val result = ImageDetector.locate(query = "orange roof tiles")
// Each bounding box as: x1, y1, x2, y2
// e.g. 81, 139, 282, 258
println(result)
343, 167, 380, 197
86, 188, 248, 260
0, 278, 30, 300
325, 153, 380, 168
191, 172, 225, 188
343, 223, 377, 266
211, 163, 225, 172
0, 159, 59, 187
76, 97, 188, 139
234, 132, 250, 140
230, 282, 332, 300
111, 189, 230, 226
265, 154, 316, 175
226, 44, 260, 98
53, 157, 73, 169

* * *

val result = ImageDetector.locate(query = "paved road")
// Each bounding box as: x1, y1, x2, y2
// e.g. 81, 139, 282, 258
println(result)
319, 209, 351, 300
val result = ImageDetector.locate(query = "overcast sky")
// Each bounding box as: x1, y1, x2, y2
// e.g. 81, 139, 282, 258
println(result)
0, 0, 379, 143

* * *

* **What is expected**: Search the records above for "query" and copy every line that has it.

* **Answer**:
val result = ImageDetector.locate(query = "orange roof tiles")
val result = ImageDetector.locate(query = "paved road")
val result = ImageDetector.locate(query = "overcast sky")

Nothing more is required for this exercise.